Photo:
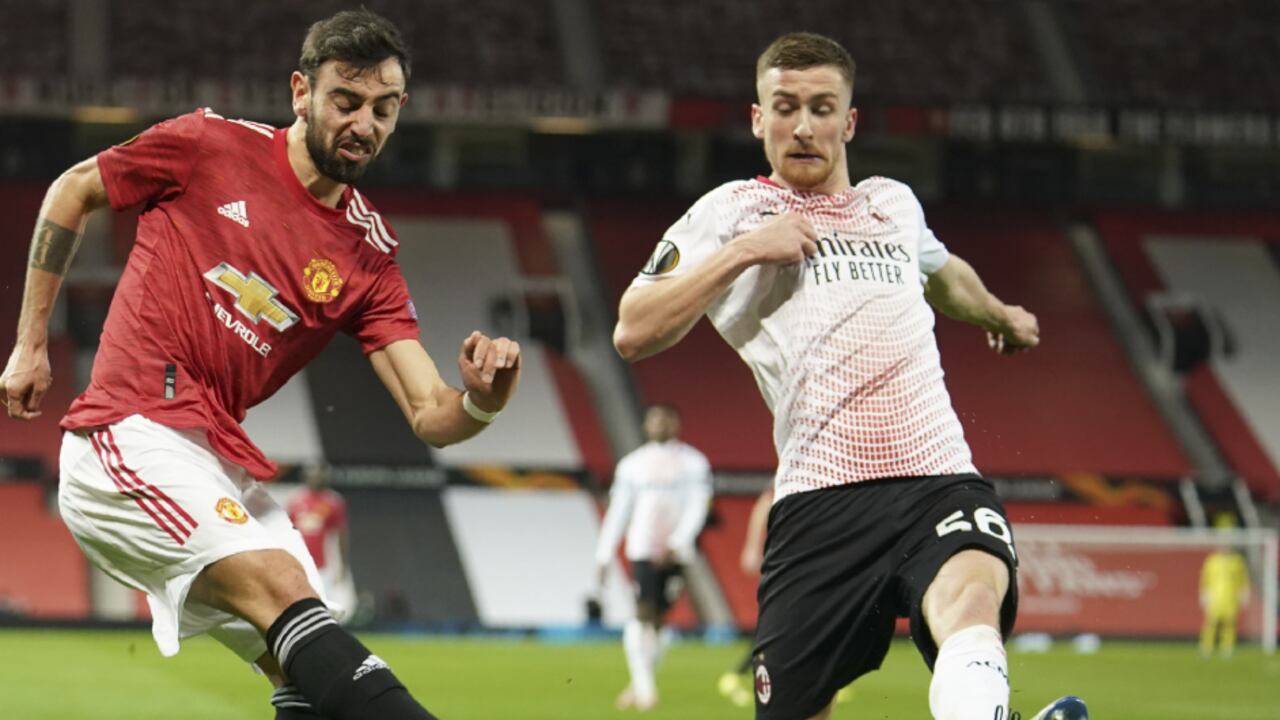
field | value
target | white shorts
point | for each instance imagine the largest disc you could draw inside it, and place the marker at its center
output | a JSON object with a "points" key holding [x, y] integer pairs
{"points": [[154, 506]]}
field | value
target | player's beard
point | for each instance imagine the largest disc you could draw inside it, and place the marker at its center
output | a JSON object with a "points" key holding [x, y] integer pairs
{"points": [[805, 176], [329, 163]]}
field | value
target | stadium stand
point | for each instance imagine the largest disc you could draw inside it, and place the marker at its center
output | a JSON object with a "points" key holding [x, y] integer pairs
{"points": [[475, 42], [1063, 408], [40, 49], [44, 574], [1232, 395], [1179, 54], [717, 397], [702, 49]]}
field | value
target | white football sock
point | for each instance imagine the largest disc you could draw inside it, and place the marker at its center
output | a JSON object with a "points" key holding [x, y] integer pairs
{"points": [[970, 677], [640, 642], [664, 638]]}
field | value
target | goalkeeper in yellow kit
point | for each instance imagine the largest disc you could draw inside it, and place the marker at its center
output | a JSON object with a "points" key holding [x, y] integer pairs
{"points": [[1224, 588]]}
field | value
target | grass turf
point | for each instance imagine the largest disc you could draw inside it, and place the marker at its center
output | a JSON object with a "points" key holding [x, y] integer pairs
{"points": [[118, 675]]}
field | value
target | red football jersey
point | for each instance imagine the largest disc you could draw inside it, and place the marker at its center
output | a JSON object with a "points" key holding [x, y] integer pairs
{"points": [[316, 514], [237, 279]]}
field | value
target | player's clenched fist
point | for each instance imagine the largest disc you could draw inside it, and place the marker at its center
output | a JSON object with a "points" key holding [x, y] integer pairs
{"points": [[1020, 332], [23, 384], [490, 369], [784, 240]]}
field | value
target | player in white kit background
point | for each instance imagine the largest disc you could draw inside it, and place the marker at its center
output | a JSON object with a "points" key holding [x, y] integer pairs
{"points": [[659, 499], [824, 288]]}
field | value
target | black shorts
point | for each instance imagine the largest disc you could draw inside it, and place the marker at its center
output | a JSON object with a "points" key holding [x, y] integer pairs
{"points": [[842, 564], [657, 586]]}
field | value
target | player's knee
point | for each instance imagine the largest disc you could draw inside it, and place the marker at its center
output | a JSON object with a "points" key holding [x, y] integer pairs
{"points": [[959, 604], [257, 586], [647, 613]]}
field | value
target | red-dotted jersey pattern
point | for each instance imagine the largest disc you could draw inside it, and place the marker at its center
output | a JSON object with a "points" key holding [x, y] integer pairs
{"points": [[842, 345]]}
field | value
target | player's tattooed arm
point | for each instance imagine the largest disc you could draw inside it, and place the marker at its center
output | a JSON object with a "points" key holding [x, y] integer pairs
{"points": [[54, 246]]}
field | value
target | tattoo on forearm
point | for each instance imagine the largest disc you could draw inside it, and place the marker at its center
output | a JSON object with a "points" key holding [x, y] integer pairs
{"points": [[53, 247]]}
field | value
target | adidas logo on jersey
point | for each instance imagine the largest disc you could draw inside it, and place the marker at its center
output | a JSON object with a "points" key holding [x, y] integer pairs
{"points": [[369, 665], [234, 212]]}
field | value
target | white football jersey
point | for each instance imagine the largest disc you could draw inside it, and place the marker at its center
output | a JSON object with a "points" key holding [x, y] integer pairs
{"points": [[661, 493], [841, 345]]}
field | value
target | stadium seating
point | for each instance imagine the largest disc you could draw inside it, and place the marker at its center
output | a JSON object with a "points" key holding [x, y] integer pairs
{"points": [[958, 51], [1169, 250], [1073, 404], [44, 573], [1179, 54], [479, 42], [40, 49], [720, 404]]}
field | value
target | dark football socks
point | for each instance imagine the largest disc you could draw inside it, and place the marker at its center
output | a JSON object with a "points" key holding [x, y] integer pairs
{"points": [[333, 671]]}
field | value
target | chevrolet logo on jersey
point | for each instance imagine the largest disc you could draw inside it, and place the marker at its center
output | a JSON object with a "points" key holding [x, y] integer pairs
{"points": [[255, 297]]}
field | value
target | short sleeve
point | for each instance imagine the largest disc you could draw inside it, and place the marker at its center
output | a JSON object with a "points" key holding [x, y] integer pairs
{"points": [[388, 314], [933, 254], [155, 164], [686, 244]]}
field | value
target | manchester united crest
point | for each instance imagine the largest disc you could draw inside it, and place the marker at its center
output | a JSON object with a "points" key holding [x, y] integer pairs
{"points": [[320, 281], [231, 511]]}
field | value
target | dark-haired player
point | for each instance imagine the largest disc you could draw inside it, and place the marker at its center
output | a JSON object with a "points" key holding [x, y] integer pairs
{"points": [[252, 251]]}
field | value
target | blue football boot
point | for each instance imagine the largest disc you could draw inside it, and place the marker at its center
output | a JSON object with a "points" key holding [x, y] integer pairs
{"points": [[1069, 707]]}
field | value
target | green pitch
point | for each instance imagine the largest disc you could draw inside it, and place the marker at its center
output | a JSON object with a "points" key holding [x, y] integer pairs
{"points": [[55, 674]]}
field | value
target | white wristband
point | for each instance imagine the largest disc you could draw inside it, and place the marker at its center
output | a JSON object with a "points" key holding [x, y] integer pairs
{"points": [[475, 411]]}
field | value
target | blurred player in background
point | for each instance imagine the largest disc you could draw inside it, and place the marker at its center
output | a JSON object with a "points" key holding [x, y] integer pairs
{"points": [[824, 288], [1224, 589], [252, 251], [659, 499], [736, 684], [320, 515]]}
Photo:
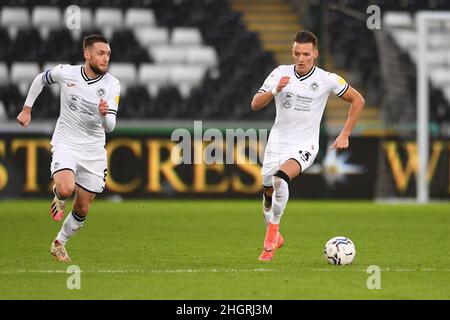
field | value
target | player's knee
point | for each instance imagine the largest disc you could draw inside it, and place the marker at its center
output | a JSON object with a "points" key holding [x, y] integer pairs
{"points": [[64, 190], [280, 178], [81, 208]]}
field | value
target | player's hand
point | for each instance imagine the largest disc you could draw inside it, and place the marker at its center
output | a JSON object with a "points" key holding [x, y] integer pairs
{"points": [[103, 108], [24, 117], [282, 83], [341, 142]]}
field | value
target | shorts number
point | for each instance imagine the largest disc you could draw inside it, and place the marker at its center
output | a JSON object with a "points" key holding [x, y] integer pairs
{"points": [[304, 155]]}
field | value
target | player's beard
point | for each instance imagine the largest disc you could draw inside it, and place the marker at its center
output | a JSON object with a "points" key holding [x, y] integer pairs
{"points": [[97, 70]]}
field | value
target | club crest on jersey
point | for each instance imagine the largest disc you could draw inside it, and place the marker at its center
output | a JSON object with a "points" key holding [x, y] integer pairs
{"points": [[101, 92], [314, 86], [74, 102], [288, 100]]}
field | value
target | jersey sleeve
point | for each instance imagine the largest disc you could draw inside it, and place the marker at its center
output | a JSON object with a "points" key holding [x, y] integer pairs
{"points": [[337, 84], [271, 81], [55, 75]]}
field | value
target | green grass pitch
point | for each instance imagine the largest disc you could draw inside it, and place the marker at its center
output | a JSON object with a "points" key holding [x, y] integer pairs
{"points": [[208, 249]]}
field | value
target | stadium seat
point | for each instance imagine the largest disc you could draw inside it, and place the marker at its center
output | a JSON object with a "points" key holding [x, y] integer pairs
{"points": [[45, 19], [447, 93], [126, 72], [398, 19], [14, 18], [4, 80], [407, 39], [139, 17], [167, 55], [185, 78], [86, 22], [204, 56], [153, 77], [23, 73], [108, 19], [440, 77], [150, 36], [186, 37]]}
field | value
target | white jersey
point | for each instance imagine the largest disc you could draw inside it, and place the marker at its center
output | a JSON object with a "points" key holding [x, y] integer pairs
{"points": [[80, 123], [300, 106]]}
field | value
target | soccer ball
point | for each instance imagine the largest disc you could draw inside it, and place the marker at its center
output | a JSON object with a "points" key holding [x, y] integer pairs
{"points": [[339, 250]]}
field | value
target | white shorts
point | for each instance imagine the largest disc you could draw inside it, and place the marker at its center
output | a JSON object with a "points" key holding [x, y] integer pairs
{"points": [[89, 167], [305, 156]]}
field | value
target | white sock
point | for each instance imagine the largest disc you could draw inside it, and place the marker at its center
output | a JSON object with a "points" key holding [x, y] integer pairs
{"points": [[279, 198], [71, 225], [268, 213]]}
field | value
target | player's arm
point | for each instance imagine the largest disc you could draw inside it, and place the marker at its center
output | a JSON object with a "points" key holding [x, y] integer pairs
{"points": [[45, 78], [357, 104], [108, 110], [262, 99]]}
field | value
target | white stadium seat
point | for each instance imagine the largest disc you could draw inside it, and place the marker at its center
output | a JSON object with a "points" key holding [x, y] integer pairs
{"points": [[398, 19], [108, 19], [167, 54], [46, 19], [23, 73], [447, 92], [440, 76], [49, 17], [14, 18], [149, 36], [4, 80], [137, 17], [186, 37], [407, 39], [153, 77], [186, 77], [86, 22], [204, 56], [125, 72]]}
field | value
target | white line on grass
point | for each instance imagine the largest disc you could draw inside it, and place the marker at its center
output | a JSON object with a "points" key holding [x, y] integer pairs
{"points": [[141, 271]]}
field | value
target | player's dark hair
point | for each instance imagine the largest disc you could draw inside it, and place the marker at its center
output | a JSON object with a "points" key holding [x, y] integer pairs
{"points": [[89, 40], [305, 36]]}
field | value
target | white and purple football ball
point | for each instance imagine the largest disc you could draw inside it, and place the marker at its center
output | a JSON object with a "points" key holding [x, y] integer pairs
{"points": [[339, 251]]}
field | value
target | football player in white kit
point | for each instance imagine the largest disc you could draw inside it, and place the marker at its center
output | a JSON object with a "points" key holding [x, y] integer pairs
{"points": [[89, 102], [300, 91]]}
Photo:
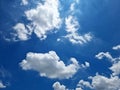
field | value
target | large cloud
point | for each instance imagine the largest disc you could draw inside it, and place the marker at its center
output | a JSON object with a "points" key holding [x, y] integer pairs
{"points": [[22, 32], [49, 65]]}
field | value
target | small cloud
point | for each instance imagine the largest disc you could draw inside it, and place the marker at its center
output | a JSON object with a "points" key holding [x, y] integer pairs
{"points": [[2, 85], [49, 65], [58, 86], [116, 47], [24, 2]]}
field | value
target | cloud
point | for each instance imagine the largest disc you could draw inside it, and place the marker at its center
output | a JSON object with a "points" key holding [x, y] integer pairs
{"points": [[24, 2], [100, 82], [116, 47], [2, 85], [86, 65], [58, 86], [72, 27], [101, 55], [22, 32], [49, 65], [45, 17], [116, 68]]}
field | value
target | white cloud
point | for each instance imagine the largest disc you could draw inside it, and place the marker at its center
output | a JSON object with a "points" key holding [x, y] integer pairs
{"points": [[83, 83], [24, 2], [100, 82], [101, 55], [116, 68], [86, 65], [45, 17], [2, 85], [104, 83], [116, 47], [72, 24], [72, 27], [49, 65], [79, 88], [58, 86], [22, 33]]}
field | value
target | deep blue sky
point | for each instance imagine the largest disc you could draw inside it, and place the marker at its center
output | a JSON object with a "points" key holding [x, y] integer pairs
{"points": [[101, 17]]}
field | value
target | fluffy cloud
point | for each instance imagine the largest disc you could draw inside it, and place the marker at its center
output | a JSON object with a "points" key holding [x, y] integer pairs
{"points": [[24, 2], [49, 65], [45, 17], [72, 27], [22, 32], [2, 85], [86, 65], [58, 86], [116, 47], [100, 82], [116, 68], [101, 55]]}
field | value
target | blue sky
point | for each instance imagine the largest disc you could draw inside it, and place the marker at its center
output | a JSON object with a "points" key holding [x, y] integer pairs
{"points": [[59, 45]]}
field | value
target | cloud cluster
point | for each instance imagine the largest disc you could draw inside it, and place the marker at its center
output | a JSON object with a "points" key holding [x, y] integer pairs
{"points": [[49, 65], [101, 82]]}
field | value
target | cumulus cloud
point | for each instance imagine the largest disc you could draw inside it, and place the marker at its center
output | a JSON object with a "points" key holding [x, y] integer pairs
{"points": [[100, 82], [101, 55], [45, 17], [116, 68], [58, 86], [49, 65], [2, 85], [86, 65], [116, 47], [22, 33], [72, 27], [24, 2]]}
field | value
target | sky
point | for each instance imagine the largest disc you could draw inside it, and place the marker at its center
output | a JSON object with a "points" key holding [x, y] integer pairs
{"points": [[59, 45]]}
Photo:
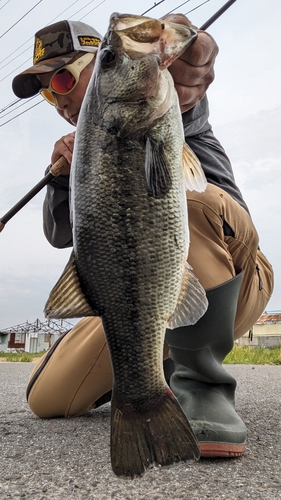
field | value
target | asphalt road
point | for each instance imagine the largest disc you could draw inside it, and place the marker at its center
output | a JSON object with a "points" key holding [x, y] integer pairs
{"points": [[63, 459]]}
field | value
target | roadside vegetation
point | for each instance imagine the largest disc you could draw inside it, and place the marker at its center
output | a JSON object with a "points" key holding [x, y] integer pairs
{"points": [[23, 357], [246, 355], [243, 355]]}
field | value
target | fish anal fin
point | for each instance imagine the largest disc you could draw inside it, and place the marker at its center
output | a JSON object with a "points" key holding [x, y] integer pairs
{"points": [[194, 177], [158, 177], [192, 302], [160, 435], [67, 299]]}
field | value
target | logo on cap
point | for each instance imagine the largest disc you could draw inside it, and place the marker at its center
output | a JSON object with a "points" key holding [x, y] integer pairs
{"points": [[89, 41], [39, 50]]}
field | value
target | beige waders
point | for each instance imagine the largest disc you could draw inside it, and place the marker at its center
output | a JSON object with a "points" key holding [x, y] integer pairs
{"points": [[77, 370]]}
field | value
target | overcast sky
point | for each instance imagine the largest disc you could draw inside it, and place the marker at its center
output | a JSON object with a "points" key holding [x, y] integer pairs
{"points": [[245, 103]]}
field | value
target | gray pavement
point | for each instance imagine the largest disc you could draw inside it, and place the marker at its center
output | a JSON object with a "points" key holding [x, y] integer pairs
{"points": [[63, 459]]}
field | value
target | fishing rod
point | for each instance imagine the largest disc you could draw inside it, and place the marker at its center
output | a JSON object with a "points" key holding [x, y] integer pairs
{"points": [[57, 168]]}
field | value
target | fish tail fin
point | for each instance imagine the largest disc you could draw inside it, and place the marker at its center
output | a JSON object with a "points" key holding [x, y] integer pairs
{"points": [[160, 435]]}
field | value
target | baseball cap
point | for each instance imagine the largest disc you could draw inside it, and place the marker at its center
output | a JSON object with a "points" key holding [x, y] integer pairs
{"points": [[54, 46]]}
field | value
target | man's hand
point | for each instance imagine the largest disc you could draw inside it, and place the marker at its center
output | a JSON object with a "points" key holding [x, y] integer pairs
{"points": [[193, 71], [64, 147]]}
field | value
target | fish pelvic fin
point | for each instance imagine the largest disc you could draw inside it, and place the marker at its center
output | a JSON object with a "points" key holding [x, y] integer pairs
{"points": [[162, 436], [67, 299], [194, 177], [158, 177], [192, 302]]}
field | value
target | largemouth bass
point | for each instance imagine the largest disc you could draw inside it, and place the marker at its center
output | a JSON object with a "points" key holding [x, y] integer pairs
{"points": [[129, 174]]}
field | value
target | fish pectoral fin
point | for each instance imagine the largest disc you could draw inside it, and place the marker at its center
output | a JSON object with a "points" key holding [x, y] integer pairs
{"points": [[67, 299], [158, 177], [193, 173], [192, 302]]}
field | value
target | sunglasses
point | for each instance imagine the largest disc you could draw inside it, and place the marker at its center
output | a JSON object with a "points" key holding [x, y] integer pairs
{"points": [[65, 79]]}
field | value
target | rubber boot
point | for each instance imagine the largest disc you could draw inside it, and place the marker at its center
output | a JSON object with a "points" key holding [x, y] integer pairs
{"points": [[203, 387]]}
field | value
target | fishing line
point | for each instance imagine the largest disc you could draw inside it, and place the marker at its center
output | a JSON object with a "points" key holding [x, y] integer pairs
{"points": [[151, 8], [173, 10], [195, 8], [92, 10]]}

__Instructions to follow__
Gather every line in the records above that contains the string "stadium" and copy each one in full. Treat the match as case-sensitive.

__Solution to the problem__
target | stadium stand
target | stadium seating
target | stadium seat
target | white stadium seat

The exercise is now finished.